AIM OF THE TASK: Each entry needs to be retyped exactly, with nothing added or dropped.

DATA FOR THIS EXERCISE:
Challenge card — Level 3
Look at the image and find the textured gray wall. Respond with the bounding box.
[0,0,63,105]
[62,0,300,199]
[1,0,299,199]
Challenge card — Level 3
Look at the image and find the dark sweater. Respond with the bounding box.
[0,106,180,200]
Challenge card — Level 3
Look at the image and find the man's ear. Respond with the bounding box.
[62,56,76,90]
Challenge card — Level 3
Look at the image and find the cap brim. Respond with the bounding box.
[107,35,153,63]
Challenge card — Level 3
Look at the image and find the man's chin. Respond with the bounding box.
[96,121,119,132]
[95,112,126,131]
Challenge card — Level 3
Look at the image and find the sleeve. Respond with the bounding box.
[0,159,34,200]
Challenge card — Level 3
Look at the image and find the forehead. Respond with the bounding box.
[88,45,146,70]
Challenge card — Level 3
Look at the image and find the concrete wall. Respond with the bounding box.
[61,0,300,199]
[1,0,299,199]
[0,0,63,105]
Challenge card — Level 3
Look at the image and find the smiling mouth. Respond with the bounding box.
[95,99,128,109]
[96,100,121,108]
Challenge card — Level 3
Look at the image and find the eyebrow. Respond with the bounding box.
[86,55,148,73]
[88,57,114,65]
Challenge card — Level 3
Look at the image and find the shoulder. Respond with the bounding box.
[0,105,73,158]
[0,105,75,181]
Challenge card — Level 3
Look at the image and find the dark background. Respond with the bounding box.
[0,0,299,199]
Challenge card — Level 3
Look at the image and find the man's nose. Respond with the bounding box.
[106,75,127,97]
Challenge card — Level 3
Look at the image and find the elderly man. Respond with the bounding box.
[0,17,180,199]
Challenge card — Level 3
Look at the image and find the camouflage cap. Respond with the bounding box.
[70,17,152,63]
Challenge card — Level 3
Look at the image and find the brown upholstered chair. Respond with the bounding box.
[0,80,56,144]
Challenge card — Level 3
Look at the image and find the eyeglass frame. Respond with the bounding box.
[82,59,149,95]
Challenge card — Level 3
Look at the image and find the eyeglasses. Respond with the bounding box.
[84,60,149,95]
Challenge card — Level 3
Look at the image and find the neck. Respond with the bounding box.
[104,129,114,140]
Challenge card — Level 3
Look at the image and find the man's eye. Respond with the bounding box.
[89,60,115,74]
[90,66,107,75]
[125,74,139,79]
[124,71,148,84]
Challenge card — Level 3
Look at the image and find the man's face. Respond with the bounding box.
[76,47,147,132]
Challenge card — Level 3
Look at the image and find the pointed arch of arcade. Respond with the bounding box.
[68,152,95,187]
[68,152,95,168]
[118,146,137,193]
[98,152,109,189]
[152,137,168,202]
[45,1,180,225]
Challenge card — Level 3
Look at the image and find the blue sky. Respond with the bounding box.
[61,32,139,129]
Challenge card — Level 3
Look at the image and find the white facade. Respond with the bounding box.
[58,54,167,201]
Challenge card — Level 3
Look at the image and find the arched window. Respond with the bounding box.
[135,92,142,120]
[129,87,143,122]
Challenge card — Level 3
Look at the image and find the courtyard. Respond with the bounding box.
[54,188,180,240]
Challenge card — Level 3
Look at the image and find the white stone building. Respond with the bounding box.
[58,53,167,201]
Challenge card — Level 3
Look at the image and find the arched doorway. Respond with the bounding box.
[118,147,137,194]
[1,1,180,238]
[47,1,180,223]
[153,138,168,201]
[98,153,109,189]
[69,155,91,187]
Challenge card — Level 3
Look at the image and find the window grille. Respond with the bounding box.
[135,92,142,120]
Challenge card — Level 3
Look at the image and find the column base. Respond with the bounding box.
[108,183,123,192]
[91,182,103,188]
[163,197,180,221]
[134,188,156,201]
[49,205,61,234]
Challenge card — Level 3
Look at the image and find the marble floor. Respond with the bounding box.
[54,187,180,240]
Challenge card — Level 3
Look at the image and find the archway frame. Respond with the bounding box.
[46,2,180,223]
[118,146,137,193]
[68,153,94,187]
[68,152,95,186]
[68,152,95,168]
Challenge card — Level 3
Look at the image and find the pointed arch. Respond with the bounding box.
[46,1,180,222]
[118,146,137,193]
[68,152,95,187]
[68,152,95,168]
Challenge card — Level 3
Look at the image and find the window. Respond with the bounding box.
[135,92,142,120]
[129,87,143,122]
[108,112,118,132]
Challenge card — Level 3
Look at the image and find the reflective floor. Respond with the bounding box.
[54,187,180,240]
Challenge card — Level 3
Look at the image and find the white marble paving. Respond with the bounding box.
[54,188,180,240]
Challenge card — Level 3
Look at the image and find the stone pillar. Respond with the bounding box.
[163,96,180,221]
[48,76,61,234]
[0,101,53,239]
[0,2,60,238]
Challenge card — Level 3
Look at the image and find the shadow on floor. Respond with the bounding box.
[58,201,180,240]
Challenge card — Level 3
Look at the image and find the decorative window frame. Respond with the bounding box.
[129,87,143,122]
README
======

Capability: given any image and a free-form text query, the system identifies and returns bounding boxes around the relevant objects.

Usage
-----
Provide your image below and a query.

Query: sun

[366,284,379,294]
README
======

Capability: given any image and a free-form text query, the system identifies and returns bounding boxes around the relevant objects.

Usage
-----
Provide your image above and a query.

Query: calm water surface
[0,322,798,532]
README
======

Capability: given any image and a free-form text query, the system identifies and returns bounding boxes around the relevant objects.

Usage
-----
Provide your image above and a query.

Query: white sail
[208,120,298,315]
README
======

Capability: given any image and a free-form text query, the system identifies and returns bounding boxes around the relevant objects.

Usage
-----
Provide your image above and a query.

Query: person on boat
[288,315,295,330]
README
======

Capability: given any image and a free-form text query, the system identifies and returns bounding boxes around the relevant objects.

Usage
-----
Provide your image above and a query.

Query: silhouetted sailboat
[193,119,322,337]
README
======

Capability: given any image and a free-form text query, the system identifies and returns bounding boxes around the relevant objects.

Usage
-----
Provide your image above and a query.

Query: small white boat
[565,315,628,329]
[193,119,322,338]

EXERCISE SOLUTION:
Challenge card — Level 3
Look at the image and find the textured gray wall. Respond with the bounding box.
[0,0,63,105]
[62,0,300,199]
[1,0,299,199]
Challenge card — Level 3
Look at the image and find the dark sweater. Respond with the bounding box.
[0,106,180,200]
Challenge card — Level 3
Look at the image and find the man's ear. Respond with the bounding box.
[62,56,76,90]
Challenge card — Level 3
Look at the image and find the cap brim. Respond with the bounding box.
[107,35,153,63]
Challenge card — Level 3
Look at the image and find the man's chin. Respond with the bounding box.
[96,121,119,132]
[95,112,126,131]
Challenge card — Level 3
Look at the image and find the sleeve. Respond with the bounding box.
[0,159,34,200]
Challenge card — Level 3
Look at the image and find the forehead. Respond with the bounding box.
[88,45,146,70]
Challenge card — Level 3
Look at the image and find the concrete wall. Respond with the bounding box.
[61,0,300,199]
[1,0,299,199]
[0,0,63,105]
Challenge card — Level 3
Look at the image and find the smiling mouth. Respond with the bounding box.
[95,99,128,109]
[96,100,121,108]
Challenge card — Level 3
Look at the image and find the eyebrow. Respond with the bounding box.
[86,55,148,73]
[88,57,114,65]
Challenge card — Level 3
Look at the image and find the shoulder. Respond with the bounding box.
[0,105,73,158]
[0,105,75,181]
Challenge card — Level 3
Look at the image and find the dark background. Respond with the bounding box.
[0,0,299,199]
Challenge card — Level 3
Look at the image and find the man's nose. Respond with the bounding box.
[106,75,127,97]
Challenge card — Level 3
Look at the image and find the elderly man. Respond with the bounding box.
[0,17,180,199]
Challenge card — Level 3
Look at the image and find the camouflage cap. Respond with the bounding box.
[70,17,152,63]
Challenge card — Level 3
Look at the image and find the brown upholstered chair. Respond with the bounding box.
[0,80,56,144]
Challenge card — Level 3
Look at the image and find the eyeglass frame. Respond with the bounding box.
[82,59,149,95]
Challenge card — Level 3
Look at the image and find the eyeglasses. Respond with the bounding box.
[84,60,149,95]
Challenge card — Level 3
Look at the image and find the neck. Respond with the bounding box.
[104,129,114,140]
Challenge card — Level 3
Look at the image and find the man's eye. Respond with the bounding box.
[89,60,115,74]
[90,66,107,75]
[125,74,139,79]
[124,71,148,84]
Challenge card — Level 3
Look at the image and find the man's face. Respond with the bounding box.
[76,47,147,132]
Challenge card — Level 3
Look at the image and find the pointed arch of arcade. Respond with the bounding box.
[68,152,95,187]
[68,152,95,168]
[118,146,137,193]
[98,152,109,189]
[152,137,168,202]
[45,1,180,225]
Challenge card — Level 3
Look at the image and find the blue sky. Respond with the bounding box.
[61,32,139,129]
Challenge card — Level 3
Look at the image and find the white facade. Respond with the bounding box.
[58,54,167,201]
Challenge card — Level 3
Look at the image and find the arched window. Respond with the bounding box.
[135,92,142,120]
[129,87,143,122]
Challenge card — Level 3
Look at the image and find the courtyard. Respond with the bounding box.
[54,188,180,240]
Challenge card — Level 3
Look at the image and find the white stone building. Respond with the bounding box.
[58,53,167,201]
Challenge card — Level 3
Look at the image and find the arched doorway. Respond with the bounding box.
[118,147,137,194]
[1,1,180,238]
[47,1,180,223]
[153,138,168,201]
[98,153,109,189]
[69,155,91,187]
Challenge card — Level 3
Look at the image and find the window grille. Respond with the bounding box.
[135,92,142,120]
Challenge card — Level 3
Look at the image and find the column base. Respond with the bounding box.
[108,183,123,192]
[91,182,103,188]
[163,197,180,221]
[134,188,156,201]
[49,205,61,234]
Challenge card — Level 3
Look at the image and find the marble floor. Respond with the bounding box.
[54,187,180,240]
Challenge card — Level 3
Look at the image and find the archway frame. Respond with the bounding box.
[46,2,180,223]
[118,146,137,193]
[68,153,94,187]
[68,152,95,186]
[68,152,95,168]
Challenge card — Level 3
Look at the image and find the pointed arch. Respond with the bounding box.
[46,1,180,222]
[118,146,137,193]
[68,152,95,187]
[68,152,95,168]
Challenge card — Level 3
Look at the image and find the window. Respond with the bounding box.
[135,92,142,120]
[129,87,143,122]
[108,112,118,132]
Challenge card — Level 3
Look at the image and find the reflective floor. Respond with the bounding box.
[54,187,180,240]
Challenge card — Level 3
Look at the image and find the white marble paving. Respond with the bounding box.
[54,188,180,240]
Challenge card — Level 3
Look at the image and find the stone pillar. Respond with the bounding box.
[163,96,180,221]
[48,76,61,234]
[0,101,53,239]
[0,2,60,238]
Challenge card — Level 3
Look at the image and find the shadow on floor. Respond with the bounding box.
[58,201,180,240]
Challenge card — Level 3
Look at the image and find the decorative window frame. Respond with the bounding box.
[129,87,143,122]
README
======

Capability: given any image and a free-form text query, the system identifies and returns bounding boxes around the relevant objects.

Usage
-----
Provide your image below and a query.

Query: sun

[366,284,379,294]
README
======

Capability: given any image and a free-form text query, the system identifies and returns bounding boxes around the relevant objects.

Usage
-----
Provide your image above and a query.

Query: calm water surface
[0,322,798,532]
README
======

Capability: given any image and a free-form text query, the system identifies and returns bounding boxes around the relevant objects.

Usage
-----
Provide your image above and a query.

Query: white sail
[208,120,298,315]
README
======

Capability: given any image and a free-form text query, the system identifies and returns bounding boxes around the relevant objects.

Usage
-----
Provide your image above and a query.

Query: person on boat
[288,315,295,330]
README
======

Capability: given any image and a free-form text query, the system identifies and returns bounding boxes around the relevant objects.

Usage
-----
Provide your image above and a query.

Query: silhouetted sailboat
[193,119,322,337]
README
======

Capability: given any image and a free-form text query, the system identifies and returns bounding boxes around the relevant objects.

Usage
-----
Provide your image above and a query.

Query: small white boat
[565,315,628,329]
[193,119,322,338]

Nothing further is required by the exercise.